▶ **Task brief**
Please count the lines in the items below that contain the word "yellow", and reply with only that number.

▶ **Entries taken from a collection**

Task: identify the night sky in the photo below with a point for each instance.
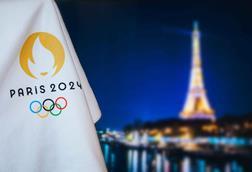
(137, 56)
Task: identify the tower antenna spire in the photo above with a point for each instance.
(196, 105)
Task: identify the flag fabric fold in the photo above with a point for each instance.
(48, 108)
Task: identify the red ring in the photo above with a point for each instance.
(61, 108)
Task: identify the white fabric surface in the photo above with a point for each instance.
(64, 143)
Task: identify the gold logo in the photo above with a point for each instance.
(51, 45)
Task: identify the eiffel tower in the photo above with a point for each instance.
(196, 105)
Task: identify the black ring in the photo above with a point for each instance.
(51, 106)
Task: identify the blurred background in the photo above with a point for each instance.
(173, 81)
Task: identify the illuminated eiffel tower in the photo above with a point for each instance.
(197, 105)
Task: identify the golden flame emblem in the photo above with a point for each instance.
(49, 44)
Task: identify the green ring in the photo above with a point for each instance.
(55, 114)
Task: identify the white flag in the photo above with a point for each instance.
(47, 108)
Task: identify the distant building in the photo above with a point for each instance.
(197, 105)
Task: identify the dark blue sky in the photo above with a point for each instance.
(137, 56)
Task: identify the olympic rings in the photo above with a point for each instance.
(53, 107)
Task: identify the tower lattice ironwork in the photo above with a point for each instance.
(196, 105)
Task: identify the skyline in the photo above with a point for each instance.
(137, 56)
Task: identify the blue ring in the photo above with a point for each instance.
(35, 101)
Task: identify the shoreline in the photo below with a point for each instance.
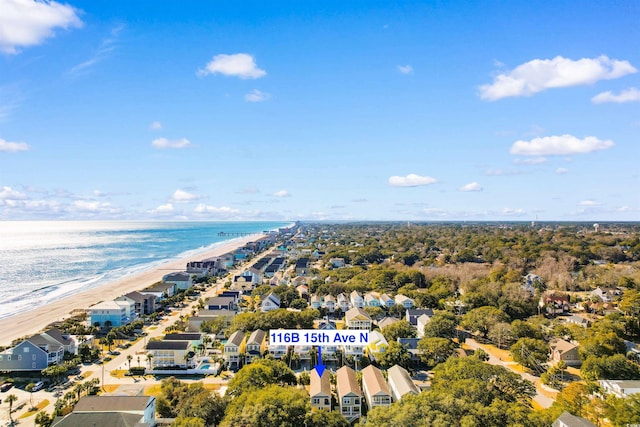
(32, 321)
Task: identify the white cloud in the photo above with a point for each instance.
(166, 143)
(13, 147)
(411, 180)
(405, 69)
(256, 96)
(106, 47)
(532, 161)
(163, 209)
(542, 74)
(240, 65)
(8, 193)
(631, 94)
(559, 145)
(472, 186)
(27, 22)
(202, 208)
(181, 196)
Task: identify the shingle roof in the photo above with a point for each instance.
(347, 382)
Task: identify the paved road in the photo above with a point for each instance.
(541, 399)
(118, 362)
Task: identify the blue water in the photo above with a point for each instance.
(42, 261)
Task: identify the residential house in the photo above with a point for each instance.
(349, 394)
(620, 388)
(569, 420)
(383, 323)
(356, 299)
(576, 319)
(181, 279)
(142, 304)
(320, 390)
(302, 267)
(112, 313)
(376, 389)
(607, 294)
(387, 301)
(412, 315)
(270, 302)
(221, 303)
(315, 301)
(111, 411)
(160, 290)
(329, 303)
(232, 348)
(400, 382)
(357, 318)
(25, 356)
(371, 299)
(343, 302)
(421, 322)
(565, 351)
(404, 301)
(256, 345)
(376, 345)
(169, 354)
(337, 262)
(554, 303)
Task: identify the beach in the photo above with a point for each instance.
(33, 321)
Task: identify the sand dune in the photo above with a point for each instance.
(33, 321)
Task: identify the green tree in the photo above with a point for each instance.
(396, 354)
(271, 406)
(530, 352)
(435, 350)
(481, 319)
(400, 329)
(10, 400)
(441, 325)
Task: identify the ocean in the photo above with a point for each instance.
(43, 261)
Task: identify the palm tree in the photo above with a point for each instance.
(29, 387)
(10, 399)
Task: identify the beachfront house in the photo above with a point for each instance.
(400, 382)
(142, 304)
(112, 313)
(233, 347)
(256, 345)
(349, 394)
(169, 354)
(181, 279)
(270, 302)
(26, 356)
(376, 389)
(111, 411)
(320, 390)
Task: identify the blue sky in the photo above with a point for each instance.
(356, 110)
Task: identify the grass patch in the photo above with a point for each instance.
(118, 373)
(40, 406)
(153, 390)
(110, 388)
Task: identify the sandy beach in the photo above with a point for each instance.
(33, 321)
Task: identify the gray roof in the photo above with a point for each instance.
(167, 345)
(112, 403)
(102, 419)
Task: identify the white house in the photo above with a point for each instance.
(270, 302)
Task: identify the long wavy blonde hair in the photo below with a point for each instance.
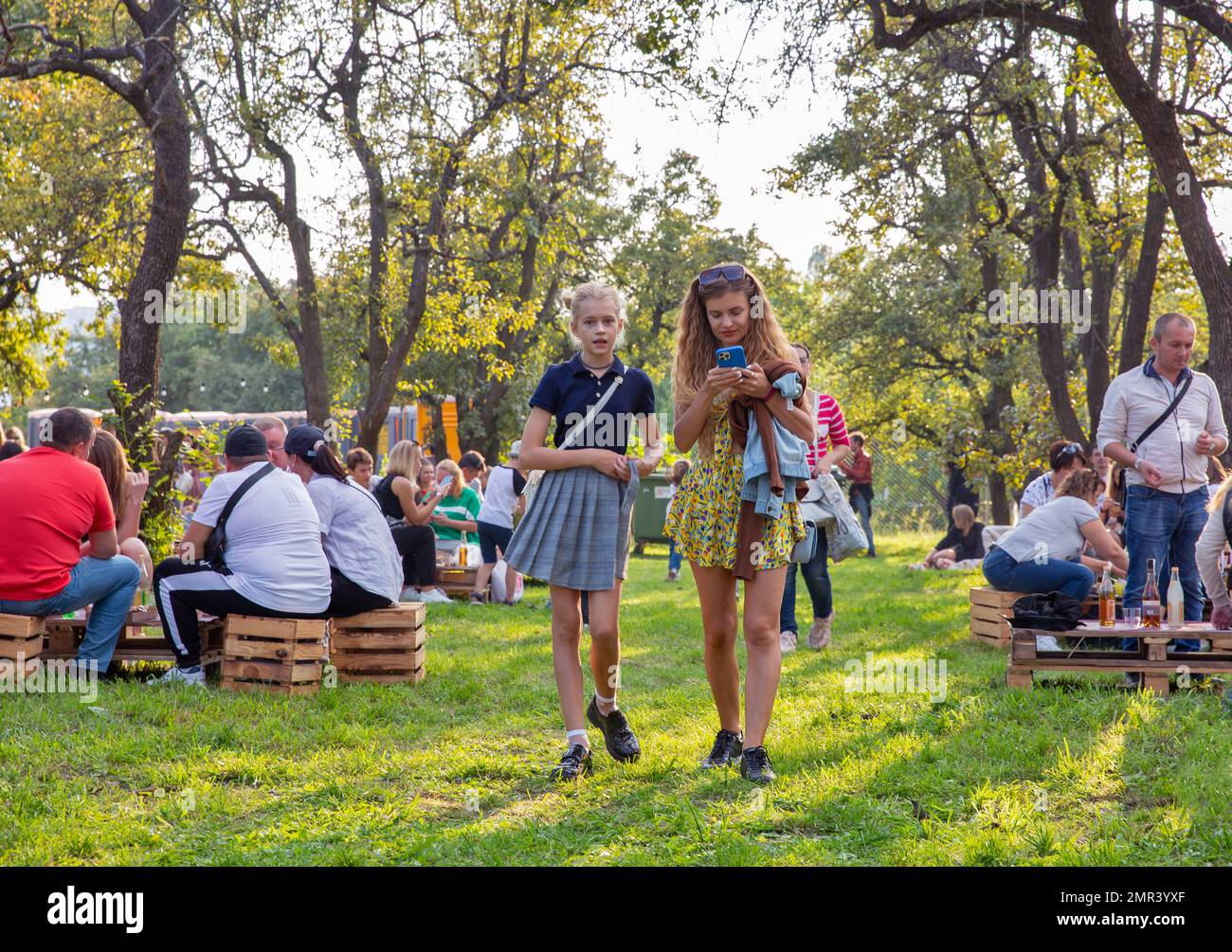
(107, 454)
(403, 459)
(697, 343)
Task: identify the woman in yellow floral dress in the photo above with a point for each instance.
(725, 307)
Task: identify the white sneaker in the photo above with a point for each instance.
(179, 676)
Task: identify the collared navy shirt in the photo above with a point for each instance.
(568, 390)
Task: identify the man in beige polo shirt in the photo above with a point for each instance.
(1166, 473)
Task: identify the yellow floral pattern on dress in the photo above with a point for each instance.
(706, 509)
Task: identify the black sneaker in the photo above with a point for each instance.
(617, 738)
(726, 750)
(755, 765)
(574, 763)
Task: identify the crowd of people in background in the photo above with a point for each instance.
(1140, 495)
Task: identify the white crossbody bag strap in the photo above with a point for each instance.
(533, 480)
(590, 414)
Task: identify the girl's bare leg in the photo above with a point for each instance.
(605, 643)
(566, 636)
(762, 600)
(716, 590)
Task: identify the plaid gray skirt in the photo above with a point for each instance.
(575, 531)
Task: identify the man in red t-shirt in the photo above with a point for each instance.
(53, 499)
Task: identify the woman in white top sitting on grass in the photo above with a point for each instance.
(1042, 553)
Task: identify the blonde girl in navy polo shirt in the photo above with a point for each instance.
(575, 531)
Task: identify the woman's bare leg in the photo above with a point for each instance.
(605, 643)
(566, 635)
(762, 600)
(716, 590)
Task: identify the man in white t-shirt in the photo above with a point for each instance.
(274, 563)
(496, 525)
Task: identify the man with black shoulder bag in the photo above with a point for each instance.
(1162, 422)
(258, 530)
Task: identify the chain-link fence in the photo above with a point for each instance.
(910, 491)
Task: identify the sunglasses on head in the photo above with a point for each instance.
(723, 272)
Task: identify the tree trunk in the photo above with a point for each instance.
(168, 223)
(1137, 315)
(1157, 121)
(1045, 216)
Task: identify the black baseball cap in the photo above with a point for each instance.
(302, 440)
(245, 441)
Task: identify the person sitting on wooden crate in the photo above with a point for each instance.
(263, 554)
(1042, 552)
(407, 513)
(364, 562)
(52, 499)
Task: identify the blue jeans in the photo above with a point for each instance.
(817, 578)
(109, 586)
(1165, 528)
(1006, 574)
(862, 508)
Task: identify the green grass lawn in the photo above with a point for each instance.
(454, 770)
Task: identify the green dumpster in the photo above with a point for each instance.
(651, 510)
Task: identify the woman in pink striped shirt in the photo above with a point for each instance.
(832, 443)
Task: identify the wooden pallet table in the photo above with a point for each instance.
(385, 647)
(1152, 657)
(456, 579)
(63, 636)
(989, 607)
(274, 656)
(21, 642)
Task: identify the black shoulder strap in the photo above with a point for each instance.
(370, 495)
(1165, 415)
(239, 494)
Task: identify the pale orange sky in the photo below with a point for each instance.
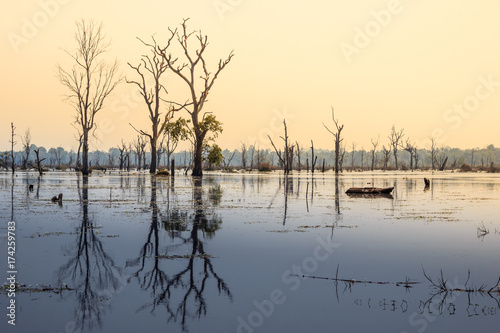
(430, 67)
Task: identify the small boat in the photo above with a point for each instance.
(369, 190)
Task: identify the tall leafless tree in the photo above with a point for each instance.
(433, 152)
(298, 152)
(173, 133)
(374, 150)
(26, 139)
(13, 143)
(314, 159)
(285, 155)
(111, 158)
(410, 148)
(337, 138)
(243, 156)
(191, 71)
(396, 142)
(352, 155)
(89, 81)
(152, 66)
(387, 154)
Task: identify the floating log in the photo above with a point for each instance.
(369, 190)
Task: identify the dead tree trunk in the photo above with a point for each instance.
(313, 158)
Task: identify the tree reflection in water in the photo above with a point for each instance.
(183, 293)
(90, 271)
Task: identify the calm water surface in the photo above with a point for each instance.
(252, 253)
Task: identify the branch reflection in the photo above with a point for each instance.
(90, 270)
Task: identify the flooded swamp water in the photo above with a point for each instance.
(252, 253)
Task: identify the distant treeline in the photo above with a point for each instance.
(254, 158)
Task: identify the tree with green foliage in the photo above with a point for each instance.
(173, 133)
(194, 73)
(214, 156)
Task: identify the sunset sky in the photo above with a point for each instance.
(430, 67)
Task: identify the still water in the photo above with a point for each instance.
(252, 253)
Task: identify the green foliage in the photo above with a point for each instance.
(4, 159)
(211, 125)
(178, 130)
(214, 155)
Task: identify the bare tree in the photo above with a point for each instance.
(97, 156)
(122, 149)
(373, 151)
(285, 155)
(342, 156)
(13, 143)
(243, 156)
(362, 157)
(26, 139)
(433, 151)
(252, 155)
(396, 142)
(226, 161)
(138, 148)
(387, 153)
(90, 81)
(442, 159)
(39, 161)
(298, 152)
(173, 132)
(410, 148)
(352, 155)
(111, 158)
(314, 159)
(337, 138)
(189, 74)
(152, 66)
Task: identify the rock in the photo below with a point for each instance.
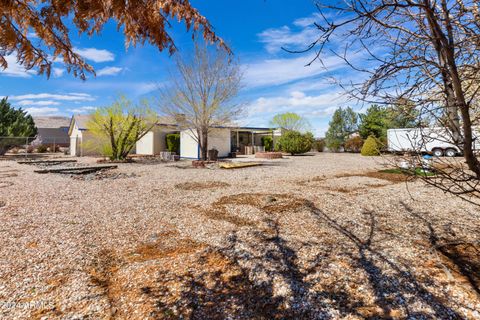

▶ **Task output**
2